=== STATED PROBLEM ===
Pick out every line in the rows below that contains the word "Find", and copy each one.

=== RECORDS FOR THE TASK ===
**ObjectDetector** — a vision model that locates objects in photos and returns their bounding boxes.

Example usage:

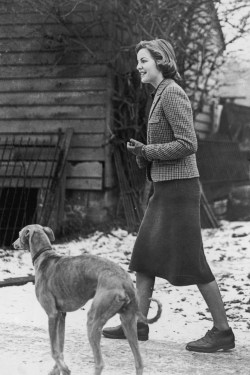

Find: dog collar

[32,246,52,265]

==

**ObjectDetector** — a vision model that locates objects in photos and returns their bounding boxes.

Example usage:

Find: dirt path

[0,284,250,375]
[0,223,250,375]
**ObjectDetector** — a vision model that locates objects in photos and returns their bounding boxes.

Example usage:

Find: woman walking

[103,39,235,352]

=== EXERCISE SOLUTION ===
Find: dog collar
Find: dirt path
Find: woman walking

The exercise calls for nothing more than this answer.